— begin Information provided —
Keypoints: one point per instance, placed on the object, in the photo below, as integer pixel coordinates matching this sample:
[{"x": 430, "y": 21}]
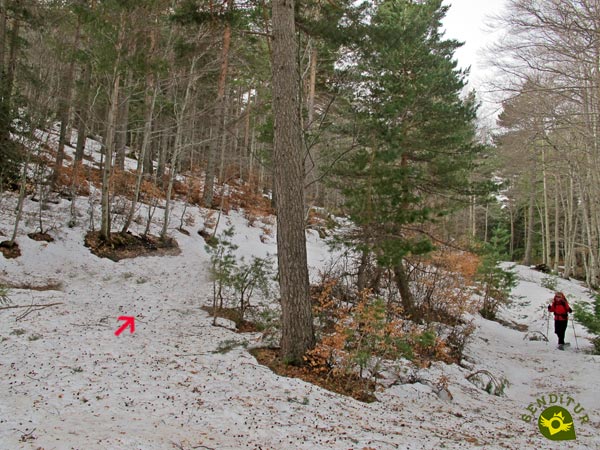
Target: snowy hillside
[{"x": 180, "y": 383}]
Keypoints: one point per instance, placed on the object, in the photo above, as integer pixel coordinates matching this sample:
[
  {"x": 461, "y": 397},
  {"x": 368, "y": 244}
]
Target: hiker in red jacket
[{"x": 561, "y": 309}]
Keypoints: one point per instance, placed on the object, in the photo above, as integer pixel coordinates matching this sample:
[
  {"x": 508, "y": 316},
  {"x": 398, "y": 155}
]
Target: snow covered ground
[{"x": 67, "y": 382}]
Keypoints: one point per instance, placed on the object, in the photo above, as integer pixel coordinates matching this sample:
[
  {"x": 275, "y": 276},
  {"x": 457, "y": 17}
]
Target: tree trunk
[
  {"x": 178, "y": 144},
  {"x": 219, "y": 116},
  {"x": 530, "y": 222},
  {"x": 82, "y": 112},
  {"x": 122, "y": 123},
  {"x": 110, "y": 136},
  {"x": 6, "y": 82},
  {"x": 64, "y": 108},
  {"x": 406, "y": 297},
  {"x": 150, "y": 102},
  {"x": 297, "y": 321}
]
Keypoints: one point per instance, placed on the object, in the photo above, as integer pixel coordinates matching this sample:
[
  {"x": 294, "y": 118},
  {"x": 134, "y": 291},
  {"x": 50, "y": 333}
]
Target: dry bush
[
  {"x": 443, "y": 286},
  {"x": 356, "y": 337},
  {"x": 75, "y": 176}
]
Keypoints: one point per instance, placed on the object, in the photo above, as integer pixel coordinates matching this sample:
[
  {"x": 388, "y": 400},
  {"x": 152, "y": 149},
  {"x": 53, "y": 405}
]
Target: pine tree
[{"x": 416, "y": 134}]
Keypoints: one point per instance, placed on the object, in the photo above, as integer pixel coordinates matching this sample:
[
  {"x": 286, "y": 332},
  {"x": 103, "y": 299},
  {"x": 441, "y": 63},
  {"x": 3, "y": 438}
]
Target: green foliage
[
  {"x": 415, "y": 135},
  {"x": 589, "y": 317},
  {"x": 497, "y": 283},
  {"x": 235, "y": 279},
  {"x": 4, "y": 295},
  {"x": 550, "y": 282}
]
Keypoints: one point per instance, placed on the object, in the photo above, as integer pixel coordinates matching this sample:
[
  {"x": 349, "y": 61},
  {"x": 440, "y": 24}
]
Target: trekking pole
[
  {"x": 547, "y": 326},
  {"x": 574, "y": 333}
]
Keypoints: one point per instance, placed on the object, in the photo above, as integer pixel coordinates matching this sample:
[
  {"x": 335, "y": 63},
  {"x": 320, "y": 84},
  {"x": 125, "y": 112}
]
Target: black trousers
[{"x": 560, "y": 326}]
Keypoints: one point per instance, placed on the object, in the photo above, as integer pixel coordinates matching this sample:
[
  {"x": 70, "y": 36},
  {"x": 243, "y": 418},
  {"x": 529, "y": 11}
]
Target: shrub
[
  {"x": 4, "y": 297},
  {"x": 589, "y": 317},
  {"x": 236, "y": 280},
  {"x": 497, "y": 283},
  {"x": 550, "y": 282}
]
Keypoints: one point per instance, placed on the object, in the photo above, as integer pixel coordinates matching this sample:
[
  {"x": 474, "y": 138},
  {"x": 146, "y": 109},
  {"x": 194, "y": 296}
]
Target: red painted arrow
[{"x": 129, "y": 321}]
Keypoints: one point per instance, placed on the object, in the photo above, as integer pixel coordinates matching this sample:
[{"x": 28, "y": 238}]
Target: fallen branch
[{"x": 31, "y": 306}]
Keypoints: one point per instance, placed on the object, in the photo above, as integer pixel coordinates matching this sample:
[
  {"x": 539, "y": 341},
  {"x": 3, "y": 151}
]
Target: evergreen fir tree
[{"x": 416, "y": 133}]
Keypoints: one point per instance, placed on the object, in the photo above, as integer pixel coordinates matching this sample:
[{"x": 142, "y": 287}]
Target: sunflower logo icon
[{"x": 556, "y": 424}]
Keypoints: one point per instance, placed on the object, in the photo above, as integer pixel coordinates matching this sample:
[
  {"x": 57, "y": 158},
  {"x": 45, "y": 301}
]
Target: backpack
[{"x": 560, "y": 309}]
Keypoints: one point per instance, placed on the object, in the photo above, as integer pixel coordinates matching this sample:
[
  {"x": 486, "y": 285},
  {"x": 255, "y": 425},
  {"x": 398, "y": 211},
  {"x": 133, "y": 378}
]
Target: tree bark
[
  {"x": 110, "y": 136},
  {"x": 297, "y": 321},
  {"x": 219, "y": 117},
  {"x": 64, "y": 109}
]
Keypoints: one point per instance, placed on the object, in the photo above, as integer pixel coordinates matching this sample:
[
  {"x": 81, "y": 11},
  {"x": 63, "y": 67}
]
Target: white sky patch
[{"x": 467, "y": 21}]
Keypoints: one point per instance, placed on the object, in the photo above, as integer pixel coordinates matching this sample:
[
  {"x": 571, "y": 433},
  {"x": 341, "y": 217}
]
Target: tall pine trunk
[
  {"x": 219, "y": 117},
  {"x": 297, "y": 321},
  {"x": 110, "y": 136}
]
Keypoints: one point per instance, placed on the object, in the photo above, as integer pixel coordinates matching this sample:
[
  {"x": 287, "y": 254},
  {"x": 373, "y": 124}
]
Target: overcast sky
[{"x": 466, "y": 21}]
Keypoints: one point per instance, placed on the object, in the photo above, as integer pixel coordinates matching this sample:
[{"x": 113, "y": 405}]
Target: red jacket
[{"x": 560, "y": 307}]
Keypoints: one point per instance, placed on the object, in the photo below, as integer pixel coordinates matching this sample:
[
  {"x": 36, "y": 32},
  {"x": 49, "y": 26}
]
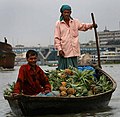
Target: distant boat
[{"x": 7, "y": 56}]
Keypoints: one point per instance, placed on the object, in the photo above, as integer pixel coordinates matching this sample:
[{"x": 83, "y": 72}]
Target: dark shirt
[{"x": 31, "y": 82}]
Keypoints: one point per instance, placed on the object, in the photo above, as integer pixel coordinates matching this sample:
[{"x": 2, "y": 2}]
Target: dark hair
[{"x": 31, "y": 53}]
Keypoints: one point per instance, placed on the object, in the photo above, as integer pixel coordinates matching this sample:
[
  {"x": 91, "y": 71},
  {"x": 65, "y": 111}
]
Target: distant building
[{"x": 107, "y": 37}]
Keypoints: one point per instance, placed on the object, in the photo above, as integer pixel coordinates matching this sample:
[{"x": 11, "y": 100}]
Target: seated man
[{"x": 31, "y": 78}]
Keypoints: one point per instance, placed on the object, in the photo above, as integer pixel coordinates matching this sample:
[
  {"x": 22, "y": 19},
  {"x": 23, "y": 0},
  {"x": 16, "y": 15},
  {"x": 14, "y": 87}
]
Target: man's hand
[
  {"x": 15, "y": 94},
  {"x": 94, "y": 25},
  {"x": 61, "y": 53}
]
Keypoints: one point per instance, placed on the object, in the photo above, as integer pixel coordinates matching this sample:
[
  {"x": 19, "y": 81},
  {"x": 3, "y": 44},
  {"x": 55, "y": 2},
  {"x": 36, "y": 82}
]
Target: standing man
[{"x": 66, "y": 39}]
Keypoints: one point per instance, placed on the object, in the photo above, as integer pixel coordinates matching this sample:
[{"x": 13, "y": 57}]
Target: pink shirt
[{"x": 66, "y": 37}]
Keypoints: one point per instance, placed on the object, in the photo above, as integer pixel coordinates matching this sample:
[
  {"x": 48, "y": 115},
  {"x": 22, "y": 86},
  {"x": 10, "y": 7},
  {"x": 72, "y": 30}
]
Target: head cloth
[{"x": 64, "y": 7}]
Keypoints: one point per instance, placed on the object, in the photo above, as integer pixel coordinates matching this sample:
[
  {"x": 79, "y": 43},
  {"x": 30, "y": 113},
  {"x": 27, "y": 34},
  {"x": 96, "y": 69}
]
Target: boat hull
[{"x": 33, "y": 105}]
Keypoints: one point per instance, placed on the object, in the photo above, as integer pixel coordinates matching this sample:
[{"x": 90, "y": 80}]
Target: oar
[{"x": 97, "y": 42}]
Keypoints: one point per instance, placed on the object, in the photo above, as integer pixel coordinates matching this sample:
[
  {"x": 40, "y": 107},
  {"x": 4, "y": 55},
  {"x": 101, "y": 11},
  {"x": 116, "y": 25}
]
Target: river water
[{"x": 114, "y": 105}]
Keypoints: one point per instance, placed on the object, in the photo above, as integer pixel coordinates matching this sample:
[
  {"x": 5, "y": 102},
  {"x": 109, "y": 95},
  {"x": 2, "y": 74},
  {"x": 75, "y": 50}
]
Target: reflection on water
[{"x": 113, "y": 110}]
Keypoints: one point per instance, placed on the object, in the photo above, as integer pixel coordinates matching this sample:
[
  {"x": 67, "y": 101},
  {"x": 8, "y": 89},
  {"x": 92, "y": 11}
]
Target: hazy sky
[{"x": 32, "y": 22}]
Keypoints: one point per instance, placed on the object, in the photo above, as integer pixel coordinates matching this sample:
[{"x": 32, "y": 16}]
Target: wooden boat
[
  {"x": 32, "y": 105},
  {"x": 7, "y": 56}
]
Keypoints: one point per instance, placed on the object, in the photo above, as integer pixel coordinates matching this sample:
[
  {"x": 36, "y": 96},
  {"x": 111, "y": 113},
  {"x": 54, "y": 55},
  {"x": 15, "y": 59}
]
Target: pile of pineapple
[{"x": 72, "y": 82}]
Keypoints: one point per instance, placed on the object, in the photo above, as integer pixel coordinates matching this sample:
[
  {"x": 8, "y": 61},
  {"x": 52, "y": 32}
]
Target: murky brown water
[{"x": 112, "y": 111}]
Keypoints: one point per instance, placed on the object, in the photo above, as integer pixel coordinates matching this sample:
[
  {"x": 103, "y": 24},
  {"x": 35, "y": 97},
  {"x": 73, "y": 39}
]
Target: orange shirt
[
  {"x": 31, "y": 82},
  {"x": 66, "y": 37}
]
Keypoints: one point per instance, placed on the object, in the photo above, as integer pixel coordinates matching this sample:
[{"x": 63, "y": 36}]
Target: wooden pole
[{"x": 97, "y": 42}]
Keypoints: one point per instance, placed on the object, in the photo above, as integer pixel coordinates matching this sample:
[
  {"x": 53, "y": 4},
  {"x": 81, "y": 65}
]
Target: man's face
[
  {"x": 32, "y": 60},
  {"x": 66, "y": 14}
]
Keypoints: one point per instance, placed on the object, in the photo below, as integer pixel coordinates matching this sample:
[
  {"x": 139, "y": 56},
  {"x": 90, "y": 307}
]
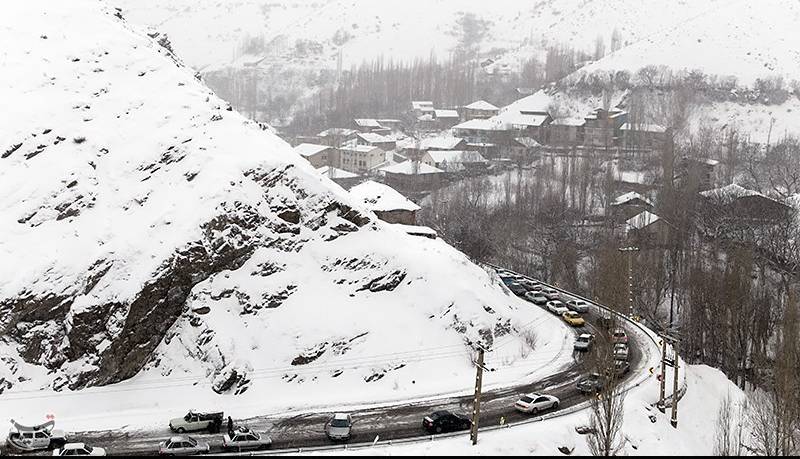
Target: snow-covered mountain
[{"x": 149, "y": 231}]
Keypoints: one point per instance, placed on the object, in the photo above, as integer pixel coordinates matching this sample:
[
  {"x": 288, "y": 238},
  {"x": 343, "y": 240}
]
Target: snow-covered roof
[
  {"x": 642, "y": 220},
  {"x": 422, "y": 105},
  {"x": 367, "y": 122},
  {"x": 522, "y": 119},
  {"x": 440, "y": 143},
  {"x": 643, "y": 127},
  {"x": 381, "y": 198},
  {"x": 359, "y": 148},
  {"x": 575, "y": 122},
  {"x": 407, "y": 168},
  {"x": 456, "y": 156},
  {"x": 335, "y": 173},
  {"x": 628, "y": 197},
  {"x": 491, "y": 124},
  {"x": 309, "y": 149},
  {"x": 528, "y": 142},
  {"x": 372, "y": 137},
  {"x": 481, "y": 105},
  {"x": 446, "y": 113},
  {"x": 342, "y": 132},
  {"x": 730, "y": 193}
]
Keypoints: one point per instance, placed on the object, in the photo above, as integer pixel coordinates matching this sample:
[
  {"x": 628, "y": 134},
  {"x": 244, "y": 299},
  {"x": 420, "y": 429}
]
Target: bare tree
[
  {"x": 729, "y": 429},
  {"x": 607, "y": 409}
]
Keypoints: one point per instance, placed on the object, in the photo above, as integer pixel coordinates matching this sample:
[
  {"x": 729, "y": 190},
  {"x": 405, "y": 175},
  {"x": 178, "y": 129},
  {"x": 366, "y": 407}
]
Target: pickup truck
[
  {"x": 194, "y": 422},
  {"x": 35, "y": 438}
]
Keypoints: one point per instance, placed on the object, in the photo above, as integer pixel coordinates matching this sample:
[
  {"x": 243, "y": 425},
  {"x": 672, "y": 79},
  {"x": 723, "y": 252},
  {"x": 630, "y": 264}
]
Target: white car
[
  {"x": 535, "y": 403},
  {"x": 78, "y": 449},
  {"x": 578, "y": 306},
  {"x": 621, "y": 351},
  {"x": 551, "y": 294},
  {"x": 182, "y": 446},
  {"x": 557, "y": 307},
  {"x": 243, "y": 439},
  {"x": 339, "y": 427}
]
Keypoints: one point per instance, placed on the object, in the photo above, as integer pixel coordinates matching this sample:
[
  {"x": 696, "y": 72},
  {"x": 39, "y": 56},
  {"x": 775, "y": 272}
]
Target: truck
[
  {"x": 35, "y": 438},
  {"x": 194, "y": 421}
]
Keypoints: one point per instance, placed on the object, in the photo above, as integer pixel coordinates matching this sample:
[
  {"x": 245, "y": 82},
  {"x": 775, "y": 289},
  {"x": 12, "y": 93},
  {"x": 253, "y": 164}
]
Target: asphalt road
[{"x": 387, "y": 423}]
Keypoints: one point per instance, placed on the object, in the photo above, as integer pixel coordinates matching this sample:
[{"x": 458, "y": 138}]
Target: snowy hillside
[
  {"x": 748, "y": 40},
  {"x": 150, "y": 232}
]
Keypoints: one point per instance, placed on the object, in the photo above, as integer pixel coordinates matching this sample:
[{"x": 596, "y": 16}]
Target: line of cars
[{"x": 547, "y": 297}]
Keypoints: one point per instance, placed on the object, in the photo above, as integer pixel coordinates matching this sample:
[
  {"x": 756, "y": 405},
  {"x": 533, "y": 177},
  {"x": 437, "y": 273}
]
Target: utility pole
[
  {"x": 476, "y": 402},
  {"x": 663, "y": 374},
  {"x": 674, "y": 420}
]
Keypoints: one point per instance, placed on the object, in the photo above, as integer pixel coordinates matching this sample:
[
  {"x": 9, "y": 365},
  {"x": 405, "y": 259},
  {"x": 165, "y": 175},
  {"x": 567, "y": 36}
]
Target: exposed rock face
[{"x": 173, "y": 236}]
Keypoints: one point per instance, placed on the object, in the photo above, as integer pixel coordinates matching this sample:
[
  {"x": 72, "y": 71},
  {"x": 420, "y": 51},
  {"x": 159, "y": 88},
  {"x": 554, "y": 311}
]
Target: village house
[
  {"x": 360, "y": 159},
  {"x": 455, "y": 161},
  {"x": 566, "y": 132},
  {"x": 368, "y": 125},
  {"x": 697, "y": 173},
  {"x": 602, "y": 127},
  {"x": 387, "y": 203},
  {"x": 647, "y": 228},
  {"x": 336, "y": 137},
  {"x": 532, "y": 124},
  {"x": 413, "y": 177},
  {"x": 445, "y": 119},
  {"x": 422, "y": 107},
  {"x": 317, "y": 155},
  {"x": 371, "y": 139},
  {"x": 341, "y": 177},
  {"x": 629, "y": 205},
  {"x": 480, "y": 110}
]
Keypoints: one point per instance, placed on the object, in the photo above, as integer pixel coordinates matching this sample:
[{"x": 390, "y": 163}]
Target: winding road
[{"x": 400, "y": 421}]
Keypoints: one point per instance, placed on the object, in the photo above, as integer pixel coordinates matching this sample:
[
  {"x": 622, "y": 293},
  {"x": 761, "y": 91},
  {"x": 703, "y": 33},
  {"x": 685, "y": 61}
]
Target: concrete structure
[
  {"x": 360, "y": 159},
  {"x": 317, "y": 155}
]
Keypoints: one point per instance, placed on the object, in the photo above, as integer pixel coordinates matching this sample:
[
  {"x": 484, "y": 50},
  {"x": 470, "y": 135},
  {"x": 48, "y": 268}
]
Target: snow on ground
[
  {"x": 117, "y": 163},
  {"x": 694, "y": 436},
  {"x": 749, "y": 40}
]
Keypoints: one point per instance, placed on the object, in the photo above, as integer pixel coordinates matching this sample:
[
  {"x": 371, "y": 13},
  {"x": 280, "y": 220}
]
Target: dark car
[
  {"x": 445, "y": 421},
  {"x": 591, "y": 383},
  {"x": 517, "y": 288},
  {"x": 621, "y": 368}
]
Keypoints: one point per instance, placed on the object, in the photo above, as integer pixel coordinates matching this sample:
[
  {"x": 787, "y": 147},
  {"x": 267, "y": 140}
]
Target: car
[
  {"x": 532, "y": 286},
  {"x": 78, "y": 449},
  {"x": 618, "y": 336},
  {"x": 517, "y": 288},
  {"x": 621, "y": 368},
  {"x": 578, "y": 306},
  {"x": 551, "y": 294},
  {"x": 573, "y": 318},
  {"x": 445, "y": 421},
  {"x": 591, "y": 383},
  {"x": 34, "y": 438},
  {"x": 535, "y": 403},
  {"x": 182, "y": 446},
  {"x": 243, "y": 438},
  {"x": 583, "y": 343},
  {"x": 556, "y": 307},
  {"x": 621, "y": 351},
  {"x": 339, "y": 427},
  {"x": 537, "y": 298},
  {"x": 194, "y": 421}
]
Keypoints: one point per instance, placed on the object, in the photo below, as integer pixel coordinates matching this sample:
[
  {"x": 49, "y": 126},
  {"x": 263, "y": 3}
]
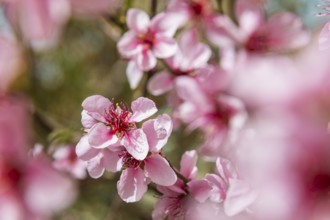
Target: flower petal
[
  {"x": 160, "y": 83},
  {"x": 137, "y": 20},
  {"x": 136, "y": 144},
  {"x": 111, "y": 161},
  {"x": 134, "y": 74},
  {"x": 101, "y": 136},
  {"x": 219, "y": 187},
  {"x": 200, "y": 189},
  {"x": 96, "y": 105},
  {"x": 146, "y": 60},
  {"x": 128, "y": 45},
  {"x": 226, "y": 169},
  {"x": 159, "y": 171},
  {"x": 324, "y": 38},
  {"x": 142, "y": 108},
  {"x": 166, "y": 24},
  {"x": 132, "y": 185},
  {"x": 158, "y": 131},
  {"x": 87, "y": 121},
  {"x": 164, "y": 47},
  {"x": 95, "y": 167},
  {"x": 239, "y": 197},
  {"x": 188, "y": 164},
  {"x": 84, "y": 150}
]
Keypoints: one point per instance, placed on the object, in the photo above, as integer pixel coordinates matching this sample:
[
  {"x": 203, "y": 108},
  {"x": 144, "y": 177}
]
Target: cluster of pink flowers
[{"x": 250, "y": 85}]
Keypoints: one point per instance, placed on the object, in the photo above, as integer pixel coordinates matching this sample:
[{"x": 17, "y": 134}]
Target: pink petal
[
  {"x": 101, "y": 136},
  {"x": 200, "y": 189},
  {"x": 219, "y": 187},
  {"x": 159, "y": 171},
  {"x": 134, "y": 74},
  {"x": 239, "y": 197},
  {"x": 142, "y": 108},
  {"x": 96, "y": 106},
  {"x": 137, "y": 20},
  {"x": 286, "y": 32},
  {"x": 166, "y": 24},
  {"x": 189, "y": 90},
  {"x": 128, "y": 45},
  {"x": 95, "y": 167},
  {"x": 84, "y": 150},
  {"x": 136, "y": 144},
  {"x": 146, "y": 60},
  {"x": 132, "y": 185},
  {"x": 324, "y": 38},
  {"x": 160, "y": 83},
  {"x": 158, "y": 132},
  {"x": 188, "y": 164},
  {"x": 161, "y": 208},
  {"x": 87, "y": 121},
  {"x": 226, "y": 169},
  {"x": 164, "y": 47},
  {"x": 111, "y": 161}
]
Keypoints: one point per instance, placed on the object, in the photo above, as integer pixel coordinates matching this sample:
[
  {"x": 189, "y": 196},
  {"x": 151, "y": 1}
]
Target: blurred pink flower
[
  {"x": 175, "y": 200},
  {"x": 235, "y": 194},
  {"x": 190, "y": 59},
  {"x": 202, "y": 104},
  {"x": 191, "y": 10},
  {"x": 146, "y": 41}
]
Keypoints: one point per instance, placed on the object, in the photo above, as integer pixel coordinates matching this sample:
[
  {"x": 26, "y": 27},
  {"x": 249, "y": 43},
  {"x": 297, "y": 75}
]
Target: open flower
[
  {"x": 110, "y": 124},
  {"x": 146, "y": 41},
  {"x": 136, "y": 174}
]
— end Information provided —
* _What you are asked to do_: Pull out every line in the rows above that contains the string "road", matching case exactly.

* _Written solution_:
Target: asphalt road
Target: winding road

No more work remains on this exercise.